Locate every line in the material below that contains the word "electrical", and copy each of those lines out in full.
#### Records shown
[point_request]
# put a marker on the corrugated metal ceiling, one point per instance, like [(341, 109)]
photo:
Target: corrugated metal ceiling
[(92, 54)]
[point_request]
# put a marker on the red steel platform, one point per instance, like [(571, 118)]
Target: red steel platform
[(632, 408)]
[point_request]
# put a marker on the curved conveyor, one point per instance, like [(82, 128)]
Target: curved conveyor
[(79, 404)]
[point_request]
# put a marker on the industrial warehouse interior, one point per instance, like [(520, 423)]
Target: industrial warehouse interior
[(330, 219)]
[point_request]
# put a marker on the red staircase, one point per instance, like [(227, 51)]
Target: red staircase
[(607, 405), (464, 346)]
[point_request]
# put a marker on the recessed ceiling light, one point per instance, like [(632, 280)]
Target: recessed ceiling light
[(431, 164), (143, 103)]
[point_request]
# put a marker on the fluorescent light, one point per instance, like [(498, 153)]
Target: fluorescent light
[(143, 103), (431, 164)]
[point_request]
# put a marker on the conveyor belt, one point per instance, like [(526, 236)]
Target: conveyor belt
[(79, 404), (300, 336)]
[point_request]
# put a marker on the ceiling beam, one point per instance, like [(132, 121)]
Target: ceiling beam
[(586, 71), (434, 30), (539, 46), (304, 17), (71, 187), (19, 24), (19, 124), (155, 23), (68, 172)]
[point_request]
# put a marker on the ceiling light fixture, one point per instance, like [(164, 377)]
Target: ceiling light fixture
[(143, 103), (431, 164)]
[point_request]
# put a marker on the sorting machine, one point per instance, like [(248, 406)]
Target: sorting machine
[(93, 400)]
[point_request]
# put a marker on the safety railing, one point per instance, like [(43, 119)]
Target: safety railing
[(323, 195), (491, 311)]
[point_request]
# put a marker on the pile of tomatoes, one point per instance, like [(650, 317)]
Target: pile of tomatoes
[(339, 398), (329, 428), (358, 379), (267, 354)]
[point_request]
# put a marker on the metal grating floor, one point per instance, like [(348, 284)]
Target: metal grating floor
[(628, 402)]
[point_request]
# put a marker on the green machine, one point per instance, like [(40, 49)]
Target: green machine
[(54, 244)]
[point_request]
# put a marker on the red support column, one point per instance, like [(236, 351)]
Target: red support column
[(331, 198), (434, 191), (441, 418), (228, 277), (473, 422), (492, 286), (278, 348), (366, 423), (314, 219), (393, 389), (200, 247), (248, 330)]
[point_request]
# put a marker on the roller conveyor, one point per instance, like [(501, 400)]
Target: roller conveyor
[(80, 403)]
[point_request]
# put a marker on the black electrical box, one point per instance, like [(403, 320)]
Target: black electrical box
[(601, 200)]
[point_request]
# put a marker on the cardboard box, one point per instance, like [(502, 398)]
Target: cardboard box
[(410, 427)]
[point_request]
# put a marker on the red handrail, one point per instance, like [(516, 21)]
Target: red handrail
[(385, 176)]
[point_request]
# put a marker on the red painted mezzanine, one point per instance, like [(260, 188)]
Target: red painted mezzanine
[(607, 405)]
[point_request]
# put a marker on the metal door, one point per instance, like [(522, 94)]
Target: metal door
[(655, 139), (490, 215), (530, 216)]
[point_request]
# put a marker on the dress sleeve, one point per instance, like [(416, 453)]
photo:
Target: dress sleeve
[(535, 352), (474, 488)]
########
#### Records shown
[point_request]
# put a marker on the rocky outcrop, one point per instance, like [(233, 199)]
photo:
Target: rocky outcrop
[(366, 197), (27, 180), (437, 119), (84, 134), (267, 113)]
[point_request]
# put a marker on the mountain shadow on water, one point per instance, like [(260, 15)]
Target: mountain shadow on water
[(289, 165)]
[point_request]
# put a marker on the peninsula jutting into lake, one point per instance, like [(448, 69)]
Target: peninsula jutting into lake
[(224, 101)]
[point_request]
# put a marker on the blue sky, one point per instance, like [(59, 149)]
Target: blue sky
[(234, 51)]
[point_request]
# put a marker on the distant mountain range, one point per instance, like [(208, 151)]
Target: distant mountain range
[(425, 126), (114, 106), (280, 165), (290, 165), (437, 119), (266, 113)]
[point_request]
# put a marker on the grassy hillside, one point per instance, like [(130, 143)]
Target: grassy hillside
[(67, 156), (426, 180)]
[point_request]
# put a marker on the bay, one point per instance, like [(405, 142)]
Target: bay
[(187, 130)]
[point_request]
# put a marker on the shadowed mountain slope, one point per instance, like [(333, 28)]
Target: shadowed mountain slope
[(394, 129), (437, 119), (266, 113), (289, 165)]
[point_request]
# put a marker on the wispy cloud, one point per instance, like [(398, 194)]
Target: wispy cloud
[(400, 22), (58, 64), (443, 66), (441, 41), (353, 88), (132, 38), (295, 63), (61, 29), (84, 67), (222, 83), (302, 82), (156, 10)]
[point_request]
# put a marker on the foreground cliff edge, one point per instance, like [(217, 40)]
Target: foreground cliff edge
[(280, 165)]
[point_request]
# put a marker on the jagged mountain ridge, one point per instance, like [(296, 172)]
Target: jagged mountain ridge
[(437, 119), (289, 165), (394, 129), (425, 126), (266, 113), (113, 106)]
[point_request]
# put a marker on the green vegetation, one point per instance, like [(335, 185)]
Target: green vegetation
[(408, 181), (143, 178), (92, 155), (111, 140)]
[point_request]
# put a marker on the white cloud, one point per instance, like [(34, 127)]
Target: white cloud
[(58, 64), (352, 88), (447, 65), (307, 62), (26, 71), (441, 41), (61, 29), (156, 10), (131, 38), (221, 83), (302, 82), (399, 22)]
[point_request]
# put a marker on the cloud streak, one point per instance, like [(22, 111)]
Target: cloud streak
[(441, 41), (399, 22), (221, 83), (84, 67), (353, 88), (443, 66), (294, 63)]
########
_Correct output_
# put a marker on the black electrical box, one point per instance, like [(403, 320)]
Target: black electrical box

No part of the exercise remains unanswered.